======== Raw records
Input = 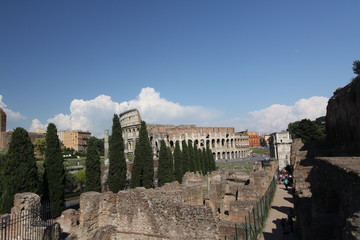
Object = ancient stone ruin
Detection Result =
[291,76,360,240]
[57,162,277,240]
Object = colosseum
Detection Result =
[120,109,250,161]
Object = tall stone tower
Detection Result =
[0,107,6,132]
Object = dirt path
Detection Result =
[259,185,296,240]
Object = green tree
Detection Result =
[193,144,201,173]
[288,119,325,143]
[43,123,65,217]
[158,140,174,187]
[131,121,154,188]
[75,169,86,191]
[65,169,79,192]
[188,139,196,172]
[174,141,184,183]
[0,128,38,213]
[93,137,105,156]
[108,114,127,193]
[201,148,209,175]
[353,60,360,75]
[34,138,46,158]
[181,140,190,175]
[207,148,216,172]
[85,137,101,192]
[167,147,175,182]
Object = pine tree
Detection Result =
[0,128,38,213]
[188,140,196,172]
[108,114,127,193]
[43,123,65,217]
[174,141,184,183]
[85,137,101,192]
[181,140,190,175]
[131,121,154,188]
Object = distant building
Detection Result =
[0,131,45,150]
[260,135,270,147]
[269,131,292,169]
[58,130,91,152]
[246,131,260,147]
[0,108,45,150]
[120,109,250,160]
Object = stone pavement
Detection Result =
[259,185,296,240]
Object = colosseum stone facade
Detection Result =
[120,109,250,160]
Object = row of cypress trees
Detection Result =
[0,123,65,217]
[0,114,216,214]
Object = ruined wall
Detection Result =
[57,164,277,240]
[292,142,360,240]
[326,76,360,156]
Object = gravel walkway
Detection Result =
[259,185,296,240]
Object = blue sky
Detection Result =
[0,0,360,136]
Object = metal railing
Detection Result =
[0,204,54,240]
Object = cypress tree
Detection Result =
[181,140,190,175]
[43,123,65,217]
[202,148,210,175]
[131,121,154,188]
[208,149,216,171]
[167,147,175,182]
[174,141,184,183]
[0,127,38,213]
[188,140,196,172]
[108,114,126,193]
[85,137,101,192]
[194,145,201,174]
[158,140,168,187]
[199,149,206,175]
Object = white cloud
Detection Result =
[214,96,329,133]
[0,95,26,123]
[30,88,328,137]
[30,88,219,136]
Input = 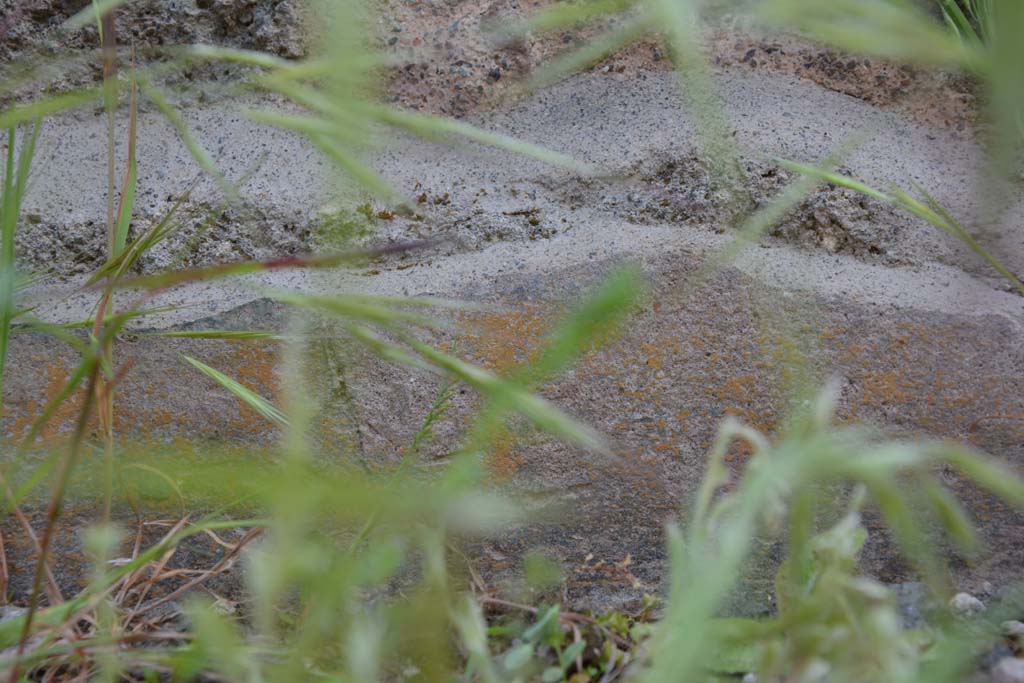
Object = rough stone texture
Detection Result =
[0,0,306,61]
[2,2,1024,613]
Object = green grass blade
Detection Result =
[181,355,288,427]
[406,338,607,453]
[135,75,239,201]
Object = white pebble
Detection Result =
[949,593,985,616]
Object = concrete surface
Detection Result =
[3,62,1024,612]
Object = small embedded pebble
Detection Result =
[992,657,1024,683]
[949,593,985,617]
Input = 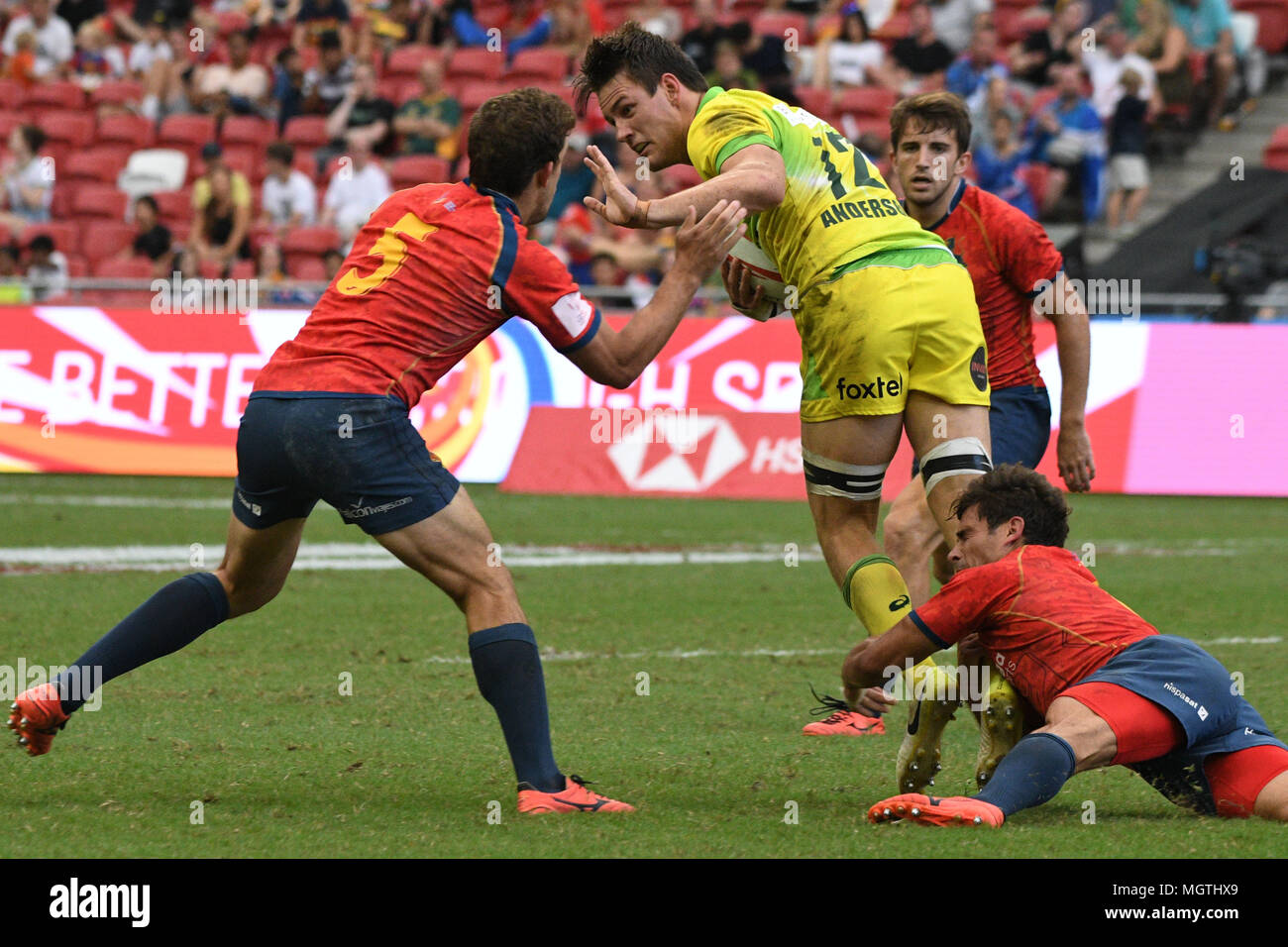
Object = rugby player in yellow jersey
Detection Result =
[575,23,992,791]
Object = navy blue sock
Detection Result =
[971,733,1078,815]
[58,573,228,714]
[471,622,566,792]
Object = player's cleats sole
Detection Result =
[519,776,635,815]
[802,710,885,737]
[9,684,67,756]
[894,669,961,792]
[975,676,1024,789]
[868,792,1006,828]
================
◆ **What is required**: Rewrite every line of the records above as a JSON list of strings, one string per line, skipping blank lines. Leave the pictures out of the answer.

◆ **Response**:
[
  "Input = ",
  "Object = ancient stone ruin",
  "Detection Result =",
  "[291,76,360,240]",
  "[57,162,277,240]",
  "Object = colosseum",
  "Detection Result =",
  "[120,109,250,161]",
  "Object = tall stone tower",
  "Detection Result =",
  "[0,107,6,132]",
  "Object = dirt path",
  "Detection Result =",
  "[259,185,296,240]",
  "Object = green tree",
  "Detection Result =",
  "[193,144,201,173]",
  "[288,119,325,143]",
  "[43,123,65,217]",
  "[158,140,174,187]",
  "[131,121,154,188]",
  "[75,169,86,191]",
  "[65,169,79,192]",
  "[188,139,196,172]",
  "[174,141,184,183]",
  "[0,128,38,213]",
  "[93,137,105,156]",
  "[108,114,127,193]",
  "[201,148,209,175]",
  "[353,60,360,75]",
  "[34,138,46,158]",
  "[181,140,190,175]",
  "[207,148,216,172]",
  "[85,137,101,192]",
  "[167,147,175,182]",
  "Object = pine tree",
  "Detection Result =",
  "[0,128,38,213]",
  "[188,140,196,172]",
  "[108,114,127,193]",
  "[43,123,65,217]",
  "[174,141,184,183]",
  "[85,137,101,192]",
  "[181,140,190,175]",
  "[131,121,154,188]",
  "Object = distant building",
  "Detection Result =",
  "[0,131,45,150]",
  "[260,135,270,147]",
  "[269,131,292,169]",
  "[58,130,91,152]",
  "[246,131,260,147]",
  "[0,108,45,150]",
  "[120,109,250,160]",
  "Object = stone pavement",
  "Detection Result =",
  "[259,185,296,240]",
  "Object = colosseum stone facade",
  "Detection Result =",
  "[120,109,250,160]",
  "Object = row of cypress trees",
  "Detection Result =",
  "[0,123,65,217]",
  "[0,114,216,214]",
  "Object = ruined wall",
  "Detection Result =",
  "[57,164,277,240]",
  "[292,142,360,240]",
  "[326,76,360,156]",
  "Object = gravel walkway",
  "Detection Result =",
  "[259,185,296,240]",
  "Object = blue sky",
  "Detection Result =",
  "[0,0,360,136]",
  "Object = metal railing",
  "Detection Result =",
  "[0,204,54,240]",
  "Object = cypress tree",
  "Detection Result =",
  "[181,140,190,175]",
  "[43,123,65,217]",
  "[202,148,210,175]",
  "[131,121,154,188]",
  "[208,149,216,171]",
  "[167,147,175,182]",
  "[174,141,184,183]",
  "[0,127,38,213]",
  "[188,140,196,172]",
  "[108,114,126,193]",
  "[85,137,101,192]",
  "[194,145,201,174]",
  "[158,140,168,187]",
  "[199,149,206,175]",
  "Object = white cloud",
  "Detection Result =",
  "[214,96,329,133]",
  "[0,95,26,123]",
  "[30,88,328,137]",
  "[30,88,219,136]",
  "Input = ",
  "Object = rough stone texture",
  "Detection Result =",
  "[0,0,306,61]",
  "[2,2,1024,613]",
  "Object = green grass blade",
  "Detection Result =",
  "[181,355,288,427]",
  "[406,338,607,453]",
  "[135,75,239,201]",
  "Object = white pebble",
  "Detection Result =",
  "[949,593,985,616]",
  "Object = concrete surface",
  "Detection Result =",
  "[3,62,1024,612]",
  "Object = small embedded pebble",
  "Detection Result =",
  "[992,657,1024,683]",
  "[949,593,985,617]",
  "Input = ",
  "Object = rugby player in yellow jersey",
  "Detection Result =",
  "[575,23,992,791]",
  "Object = navy blue sock",
  "Detection Result =",
  "[971,733,1078,815]",
  "[58,573,228,714]",
  "[471,622,566,792]",
  "Object = player's cleats sole",
  "Detection Result =",
  "[519,776,635,815]",
  "[802,710,885,737]",
  "[9,684,67,756]",
  "[894,669,961,792]",
  "[975,676,1024,789]",
  "[868,792,1006,828]"
]